- Reading text

◇ ◇ ◇ ◇

Thus the lamp brightness information is output as BφAR, BφA, BφBR, BφB, BφCR, & BφC. The ERA signal is outputed from latch 794 and applied to OR gate 798. The second input to the OR gate is the output of a monostable 800 that generates a one-second pulse whenever the power is first applied. The output of OR gate 798 yields a signal called ERA. The ERA signal is used to erase and initialize other circuits both on command from the TRANSMITTER or when power is first applied to the cabinet logic.
The CONTROLLER BOARD contains the circuits necessary to decode the transmitted address and select the correct data from each line of transmission. The CONTROLLER BOARD contains two identical sets of circuits to perform this operation. They are the "a" circuits and the "b" circuits. Each controls the data for one COL. The discussion of the circuit operation will be confined to the "a" side.
Before considering the schematic circuits, a discussion of the cabinet addressing scheme is in order. FIG. 25 shows the control area of one cabinet diagrammed with its addressing subdivisions. Whenever data is loaded into a COL it is always done so in 12 bit words. A line of transmission can be divided into a number of 12 bit COL's. Each line must in turn be identified with an address that describes to which level (LEV) of the matrix display it belongs. This, in effect, identifies the cabinet. Each cabinet's COL is divided into three memory (MEM) groups (M1 through M3). Within each MEM group we have 20 LINES of data. Therefore, the address that must precede each line of data has three parts that may be defined by 12 bits:
______________________________________(spare) (LEV) (MEM) (LINE)______________________________________1 bit 4 bits 2 bits 5 bits______________________________________
A spare bit is added to bring the bit count to twelve. The COL address is, of course, obtained by counting every 12 bits of data.
LEV's may be numbered from 1 to 15.
MEM's are numbered 1, 2 or 3.
LINE's are numbered from φ to 19.
COL's are numbered from 1 to 255.
Referring now to FIG. 26, the BASYNC signal is received and sets two F/F's 820 and 822. The output of the first F/F enables AND gate 824 to allow BWCLK's to clock the S/R 826. BASYNC also appears on FIG. 27A where it clears a divide-by-12 counter 828, and clears an 8 bit binary up counter 830. The output of the latter is the COL counter. BWCLK is used to clock these two counters. Every twelfth BWCLK is passed via AND gate 832 to monostable 834. The output of this monostable is 90 nsec pulse which occurs after the twelfth BWCLK. This is called ASTB (for Address Strobe), and is supplied to FIG. 26.
During the first twelve BWCLK's following the BASYNC pulse, 12bits of address data are loaded into the address S/R 826. After twelve clocks, the leading edge of ASTB clears F/F 820 so that no more data is allowed into the address S/R. The S/R contains the address in the following form:
826A: QB through QE holds the LEV with QE containing the LSB.
826B: QA and QB holds the MEM with QB containing the LSB.
826B: QC through QG holds the LINE with QG containing the LSB.

◇ ◇ ◇ ◇

- Task list
1) Reproduce the part of the display controller description starting at "LEV's may be" and ending at "to FIG. 26.".
2) Shorten the paragraph of the display controller description that begins "The CONTROLLER BOARD contains the circuits necessary", keeping its main facts.
3) Resume the display controller description after its final sentence.

◇ ◇ ◇ ◇

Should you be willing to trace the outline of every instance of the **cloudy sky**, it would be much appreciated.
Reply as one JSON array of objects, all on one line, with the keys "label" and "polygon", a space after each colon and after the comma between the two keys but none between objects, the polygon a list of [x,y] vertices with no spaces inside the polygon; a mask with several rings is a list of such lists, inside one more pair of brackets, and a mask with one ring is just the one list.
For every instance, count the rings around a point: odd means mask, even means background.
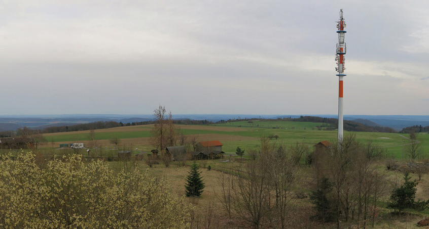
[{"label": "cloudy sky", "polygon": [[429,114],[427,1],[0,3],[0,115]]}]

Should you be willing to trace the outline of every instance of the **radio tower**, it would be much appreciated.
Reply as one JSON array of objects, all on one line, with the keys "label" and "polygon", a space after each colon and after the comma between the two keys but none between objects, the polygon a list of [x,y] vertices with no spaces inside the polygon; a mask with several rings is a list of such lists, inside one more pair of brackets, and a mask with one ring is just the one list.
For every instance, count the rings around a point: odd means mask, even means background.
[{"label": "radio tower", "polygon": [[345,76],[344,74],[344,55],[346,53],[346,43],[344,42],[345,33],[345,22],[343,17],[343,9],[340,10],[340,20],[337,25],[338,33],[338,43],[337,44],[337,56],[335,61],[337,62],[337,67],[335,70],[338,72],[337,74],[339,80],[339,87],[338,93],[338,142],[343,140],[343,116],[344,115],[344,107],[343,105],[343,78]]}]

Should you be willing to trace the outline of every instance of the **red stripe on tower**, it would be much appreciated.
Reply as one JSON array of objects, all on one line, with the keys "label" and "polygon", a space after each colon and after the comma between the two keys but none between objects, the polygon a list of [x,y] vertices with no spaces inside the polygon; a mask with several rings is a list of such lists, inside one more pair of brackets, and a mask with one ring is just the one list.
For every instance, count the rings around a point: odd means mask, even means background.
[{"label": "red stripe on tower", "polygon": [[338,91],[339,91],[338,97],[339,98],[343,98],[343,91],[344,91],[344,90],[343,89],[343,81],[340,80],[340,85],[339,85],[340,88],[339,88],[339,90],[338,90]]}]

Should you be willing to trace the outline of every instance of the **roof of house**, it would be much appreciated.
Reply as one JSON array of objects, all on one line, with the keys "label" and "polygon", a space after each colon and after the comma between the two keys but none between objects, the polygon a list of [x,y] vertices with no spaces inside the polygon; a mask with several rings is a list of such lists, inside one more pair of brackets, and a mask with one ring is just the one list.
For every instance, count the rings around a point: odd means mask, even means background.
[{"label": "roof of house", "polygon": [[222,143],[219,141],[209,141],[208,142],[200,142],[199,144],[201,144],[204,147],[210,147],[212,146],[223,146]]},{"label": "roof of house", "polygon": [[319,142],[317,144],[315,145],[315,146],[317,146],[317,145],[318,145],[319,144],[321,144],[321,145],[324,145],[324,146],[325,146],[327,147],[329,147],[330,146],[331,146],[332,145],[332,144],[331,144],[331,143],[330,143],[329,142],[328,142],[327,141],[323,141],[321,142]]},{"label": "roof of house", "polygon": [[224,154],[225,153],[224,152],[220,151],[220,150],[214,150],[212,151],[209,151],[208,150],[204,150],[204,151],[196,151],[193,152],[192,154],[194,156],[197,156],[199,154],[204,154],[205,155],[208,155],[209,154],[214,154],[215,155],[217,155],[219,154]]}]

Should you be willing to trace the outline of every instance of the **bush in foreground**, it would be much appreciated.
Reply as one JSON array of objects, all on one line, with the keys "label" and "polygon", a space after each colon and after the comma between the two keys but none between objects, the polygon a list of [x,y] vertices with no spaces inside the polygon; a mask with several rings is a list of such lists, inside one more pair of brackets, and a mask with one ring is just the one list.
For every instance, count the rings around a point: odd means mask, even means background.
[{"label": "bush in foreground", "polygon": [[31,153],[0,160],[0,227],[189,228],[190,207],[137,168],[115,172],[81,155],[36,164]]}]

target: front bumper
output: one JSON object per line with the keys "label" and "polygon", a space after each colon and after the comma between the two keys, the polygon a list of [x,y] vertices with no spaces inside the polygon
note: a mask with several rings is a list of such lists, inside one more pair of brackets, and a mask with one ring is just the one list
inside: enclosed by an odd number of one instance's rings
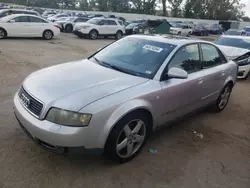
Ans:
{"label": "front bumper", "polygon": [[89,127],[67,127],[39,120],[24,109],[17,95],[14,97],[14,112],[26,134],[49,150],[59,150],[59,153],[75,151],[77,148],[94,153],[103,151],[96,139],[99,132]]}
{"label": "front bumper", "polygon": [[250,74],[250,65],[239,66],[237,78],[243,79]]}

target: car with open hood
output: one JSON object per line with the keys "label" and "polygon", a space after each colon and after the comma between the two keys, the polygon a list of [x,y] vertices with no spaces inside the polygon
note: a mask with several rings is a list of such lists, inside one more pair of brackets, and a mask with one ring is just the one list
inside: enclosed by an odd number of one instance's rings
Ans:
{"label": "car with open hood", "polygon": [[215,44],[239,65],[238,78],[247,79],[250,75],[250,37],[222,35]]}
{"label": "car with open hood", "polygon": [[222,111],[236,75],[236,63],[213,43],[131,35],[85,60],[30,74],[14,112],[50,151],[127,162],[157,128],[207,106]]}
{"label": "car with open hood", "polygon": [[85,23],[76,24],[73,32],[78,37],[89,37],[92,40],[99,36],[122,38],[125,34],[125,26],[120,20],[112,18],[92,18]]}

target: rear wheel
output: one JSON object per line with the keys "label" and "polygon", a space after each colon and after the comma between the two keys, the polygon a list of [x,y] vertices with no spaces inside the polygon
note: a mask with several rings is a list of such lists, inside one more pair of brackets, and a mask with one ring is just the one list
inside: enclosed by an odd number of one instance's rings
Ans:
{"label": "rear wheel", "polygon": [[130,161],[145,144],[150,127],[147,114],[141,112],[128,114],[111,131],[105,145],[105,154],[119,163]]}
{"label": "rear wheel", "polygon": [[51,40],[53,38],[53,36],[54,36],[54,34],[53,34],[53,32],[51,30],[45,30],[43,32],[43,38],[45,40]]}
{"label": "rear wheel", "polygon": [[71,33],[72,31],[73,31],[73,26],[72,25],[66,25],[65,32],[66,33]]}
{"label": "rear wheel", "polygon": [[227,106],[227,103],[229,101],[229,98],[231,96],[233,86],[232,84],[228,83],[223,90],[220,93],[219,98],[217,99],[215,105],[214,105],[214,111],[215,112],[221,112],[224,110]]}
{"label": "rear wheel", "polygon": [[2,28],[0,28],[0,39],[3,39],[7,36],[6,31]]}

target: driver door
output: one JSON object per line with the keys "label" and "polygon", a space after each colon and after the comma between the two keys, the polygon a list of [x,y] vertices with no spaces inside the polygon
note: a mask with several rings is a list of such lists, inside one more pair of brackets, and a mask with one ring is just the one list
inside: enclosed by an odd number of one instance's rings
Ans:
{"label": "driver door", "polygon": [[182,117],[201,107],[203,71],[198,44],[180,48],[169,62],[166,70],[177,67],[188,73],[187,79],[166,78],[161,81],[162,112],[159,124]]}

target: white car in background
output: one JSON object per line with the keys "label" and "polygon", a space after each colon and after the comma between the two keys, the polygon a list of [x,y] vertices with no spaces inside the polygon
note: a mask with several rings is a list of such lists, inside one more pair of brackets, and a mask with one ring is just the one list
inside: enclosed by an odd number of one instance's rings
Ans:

◇ ◇ ◇ ◇

- Outputs in order
1)
LEV's may be numbered from 1 to 15.
MEM's are numbered 1, 2 or 3.
LINE's are numbered from φ to 19.
COL's are numbered from 1 to 255.
Referring now to FIG. 26, the BASYNC signal is received and sets two F/F's 820 and 822. The output of the first F/F enables AND gate 824 to allow BWCLK's to clock the S/R 826. BASYNC also appears on FIG. 27A where it clears a divide-by-12 counter 828, and clears an 8 bit binary up counter 830. The output of the latter is the COL counter. BWCLK is used to clock these two counters. Every twelfth BWCLK is passed via AND gate 832 to monostable 834. The output of this monostable is 90 nsec pulse which occurs after the twelfth BWCLK. This is called ASTB (for Address Strobe), and is supplied to FIG. 26.

2) The CONTROLLER BOARD decodes the transmitted address and selects the correct data from each line of transmission. It uses two identical sets of circuits for this, the "a" circuits and the "b" circuits, and each set controls the data for one COL. Only the "a" side is discussed.

3)
The LEV data is presented to one side of a magnitude comparator 836. The other side of comparator 836 is connected to a thumbwheel switch SW3 which must be preset to the correct LEV which the cabinet services. If the LEV data equals the LEV, switch comparator 836 goes high indicating address OK (ADOK), a match condition, which means that some part of the data following is to be loaded into this cabinet's COL. ADOK is combined with ASTB via AND gates 838 and 840. The output of gate 840 is used to clock the shift in (SI) inputs on two FIFO memories 842 and 844. The back edge of ASTB clears F/F 822 which inhibits any further ASTB's from clocking the FIFO. Thus, the MEM & LINE address data has been saved in FIFO storage to be used at a later time.
The MEM output data at 826B, QA & QB, is applied to a binary-to-decimal decoder 846. This yields a set of signals (L1, L2 & L3) that indicate for which memory the data is destined. These signals go to FIG. 27A where they decode the correct COL, and transfer the data to another FIFO memory on the DRIVER BOARD. ADOK enables the ASTB pulse via AND gate 848 to strobe the output of the cascaded magnitude comparators 850 and 852. One set of inputs to the comparators is formed by the COL counters' outputs; the second set, by two thumbwheel switches, SW1 & SW2. These switches must be preset with the binary values needed to define the COL which the cabinet circuits must service. When the COL count equals the COL preset, and ASTB comes from AND gate 848, then the output of 852 goes high, setting the data load F/F 854, whose output in turn partially enables three NAND gates 856.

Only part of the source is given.